BEGIN Selected passage
The thought-architecture of conservatism has been so clearly broken by the pandemic that the buzzword in elite circles is now “post-ideology”. We’re spending an extra £350bn, cancelling the entire deficit reduction efforts of the past ten years because we have to. We’re paying 80 per cent of people’s wages because the alternative is the collapse capitalism. We’re imposing draconian restrictions on individual liberty because the scientists say we have to – though it riles every Burkean bone in our bodies.

But conservative ideology is not dead: it’s just in exile. Head over to Toby Young’s Lockdown Sceptics website and you’ll see what the conservative mind really thinks about this crisis. “Spending £350 billion to prolong the lives of a few hundred thousand mostly elderly people,” Young tells us, “is an irresponsible use of taxpayers’ money”.

Professional reactionary Lionel Shriver condemns the British public for our “supine capitulation to a de facto police state in a country long regarded as a cradle of liberty”. And though there has not yet been US-style organised defiance of the lockdown, organised by the far right, Nigel Farage has begun to lay the political basis for it, saying “I do not want to live under a house detention regime or for this country to be remoulded into a police state”.
END Selected passage
BEGIN Source data
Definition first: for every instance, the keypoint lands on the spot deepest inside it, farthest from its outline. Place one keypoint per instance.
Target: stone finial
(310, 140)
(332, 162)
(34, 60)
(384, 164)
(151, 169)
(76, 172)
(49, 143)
END Source data
▶ _Exercise requirements_: Can you copy the part of the passage on conservatism and the pandemic that opens with the words containing "The thought-architecture of" and closes with "in our bodies."?

▶ _Answer space_:
The thought-architecture of conservatism has been so clearly broken by the pandemic that the buzzword in elite circles is now “post-ideology”. We’re spending an extra £350bn, cancelling the entire deficit reduction efforts of the past ten years because we have to. We’re paying 80 per cent of people’s wages because the alternative is the collapse capitalism. We’re imposing draconian restrictions on individual liberty because the scientists say we have to – though it riles every Burkean bone in our bodies.